> **Written problem**:
Convert the stretch from the line containing "sign, one per instance" through the end of the material into a JSON list of strings, one string per line, leaving out any blank lines.

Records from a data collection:
○ ○ ○ ○

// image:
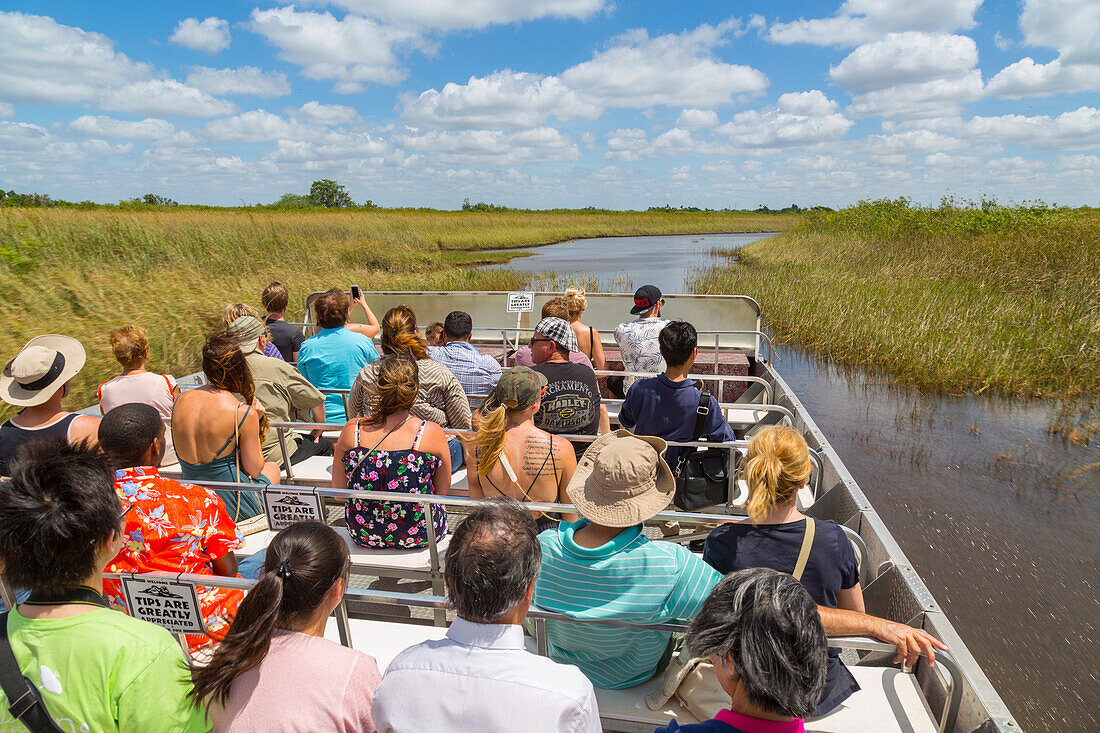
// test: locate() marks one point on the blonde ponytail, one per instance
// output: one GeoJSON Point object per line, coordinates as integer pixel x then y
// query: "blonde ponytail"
{"type": "Point", "coordinates": [777, 466]}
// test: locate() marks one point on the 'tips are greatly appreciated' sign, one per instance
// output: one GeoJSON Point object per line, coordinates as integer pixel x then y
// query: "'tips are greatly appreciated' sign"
{"type": "Point", "coordinates": [168, 603]}
{"type": "Point", "coordinates": [286, 506]}
{"type": "Point", "coordinates": [520, 302]}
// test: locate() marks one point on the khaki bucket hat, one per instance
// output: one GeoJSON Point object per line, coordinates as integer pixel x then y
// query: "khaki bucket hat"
{"type": "Point", "coordinates": [622, 480]}
{"type": "Point", "coordinates": [40, 369]}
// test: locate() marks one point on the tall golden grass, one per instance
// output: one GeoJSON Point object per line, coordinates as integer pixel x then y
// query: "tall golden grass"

○ ○ ○ ○

> **Reply to the exercise**:
[
  "// test: locate() marks one point on the 'tips are greatly appreciated' sign, one per instance",
  "// output: one GeoJSON Point object per line, coordinates as integer pixel x then y",
  "// query: \"'tips are greatly appreciated' sign\"",
  "{\"type\": \"Point\", \"coordinates\": [168, 603]}",
  "{\"type\": \"Point\", \"coordinates\": [286, 506]}",
  "{\"type\": \"Point\", \"coordinates\": [520, 302]}",
  "// test: locate() marks one point on the khaki bucket hat, one per instance",
  "// output: one GeoJSON Point object per line, coordinates as integer pixel x then y",
  "// query: \"khaki bucket hat\"",
  "{\"type\": \"Point\", \"coordinates\": [622, 480]}",
  "{\"type\": \"Point\", \"coordinates\": [40, 369]}",
  "// test: locate() marks one point on the tall golden grass, one per instance",
  "// output: one GeoJSON Point object per line, coordinates as integer pixel x then y",
  "// query: \"tall golden grass\""
]